The Complex Variable Boundary Element Method or CVBEM is a generalization of the Cauchy integral formula into a boundary integral equation method or BIEM. This generalization allows an immediate and extremely valuable transfer of the modeling techniques used in real variable boundary integral equation methods (or boundary element methods) to the CVBEM. Consequently, modeling techniques for dissimilar materials, anisotropic materials, and time advancement, can be directly applied without modification to the CVBEM. An extremely useful feature offered by the CVBEM is that the pro­ duced approximation functions are analytic within the domain enclosed by the problem boundary and, therefore, exactly satisfy the two-dimensional Laplace equation throughout the problem domain. Another feature of the CVBEM is the integrations of the boundary integrals along each boundary element are solved exactly without the need for numerical integration. Additionally, the error analysis of the CVBEM approximation functions is workable by the easy-to-understand concept of relative error. A sophistication of the relative error analysis is the generation of an approximative boundary upon which the CVBEM approximation function exactly solves the boundary conditions of the boundary value problem' (of the Laplace equation), and the goodness of approximation is easily seen as a closeness-of-fit between the approximative and true problem boundaries.

## Inhaltsverzeichnis

### Chapter 1. Flow Processes and Mathematical Models

Abstract
In the following discussions, several mathematical models of flow processes will be developed. Each model is an attempt to precisely describe some physical process by using experimentally calibrated relationships assumed by man. Generally, the assumed relationship (or physical law) expresses a rate of flow or flux of some type of specie as a function of a linear gradient of some type of defined potential.
$$\rm q_x=-kA\frac{\partial \phi}{\partial x}$$
(1.1)

### Chapter 2. A Review of Complex Variable Theory

Abstract
Before developing the mathematical foundations of the Complex Variable Boundary Element Method (CVBEM), the basic tools needed for the method’s development need to be reviewed. In this chapter, a brief summary of the prerequisite complex variable theory is presented. The basic definitions of analytic function theory are reviewed, and the necessary line integral theory including the Cauchy theorems will be addressed.

**DATA LISTING**

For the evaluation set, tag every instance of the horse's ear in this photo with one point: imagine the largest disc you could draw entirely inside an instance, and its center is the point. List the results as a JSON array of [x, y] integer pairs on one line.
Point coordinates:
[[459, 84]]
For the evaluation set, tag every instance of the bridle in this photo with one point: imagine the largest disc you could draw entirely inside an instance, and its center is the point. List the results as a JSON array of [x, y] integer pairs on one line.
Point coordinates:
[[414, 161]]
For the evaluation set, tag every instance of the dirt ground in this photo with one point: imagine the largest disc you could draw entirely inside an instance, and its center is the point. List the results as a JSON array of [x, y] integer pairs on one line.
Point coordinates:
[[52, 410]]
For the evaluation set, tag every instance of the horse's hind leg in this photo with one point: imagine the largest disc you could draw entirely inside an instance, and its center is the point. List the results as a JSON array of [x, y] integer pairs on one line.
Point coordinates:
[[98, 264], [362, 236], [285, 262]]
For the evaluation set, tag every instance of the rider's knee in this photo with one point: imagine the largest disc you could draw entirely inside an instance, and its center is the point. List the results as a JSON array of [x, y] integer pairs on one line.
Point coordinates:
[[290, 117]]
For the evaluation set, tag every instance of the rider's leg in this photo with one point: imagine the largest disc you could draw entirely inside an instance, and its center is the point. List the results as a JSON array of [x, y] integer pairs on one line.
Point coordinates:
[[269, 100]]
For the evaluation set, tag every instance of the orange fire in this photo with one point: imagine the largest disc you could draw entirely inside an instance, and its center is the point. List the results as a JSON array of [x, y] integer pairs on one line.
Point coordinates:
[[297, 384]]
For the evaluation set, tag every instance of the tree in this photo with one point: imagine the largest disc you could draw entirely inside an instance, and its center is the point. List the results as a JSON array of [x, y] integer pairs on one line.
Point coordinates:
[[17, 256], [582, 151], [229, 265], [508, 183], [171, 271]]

**COMPLETE THE FOLLOWING**
1. Rename a term in the CVBEM text: write out the stretch from "### Chapter 2." through "will be addressed." again, with "Cauchy theorems" changed to "Cauchy integral theorems".
2. Copy word for word the stretch of the listing from its first line through the line containing "[[414, 161]]".
The CVBEM text and the listing were drawn from unrelated sources.

**TASK SOLUTIONS**
1.
### Chapter 2. A Review of Complex Variable Theory

Abstract
Before developing the mathematical foundations of the Complex Variable Boundary Element Method (CVBEM), the basic tools needed for the method’s development need to be reviewed. In this chapter, a brief summary of the prerequisite complex variable theory is presented. The basic definitions of analytic function theory are reviewed, and the necessary line integral theory including the Cauchy integral theorems will be addressed.

2.
For the evaluation set, tag every instance of the horse's ear in this photo with one point: imagine the largest disc you could draw entirely inside an instance, and its center is the point. List the results as a JSON array of [x, y] integer pairs on one line.
Point coordinates:
[[459, 84]]
For the evaluation set, tag every instance of the bridle in this photo with one point: imagine the largest disc you could draw entirely inside an instance, and its center is the point. List the results as a JSON array of [x, y] integer pairs on one line.
Point coordinates:
[[414, 161]]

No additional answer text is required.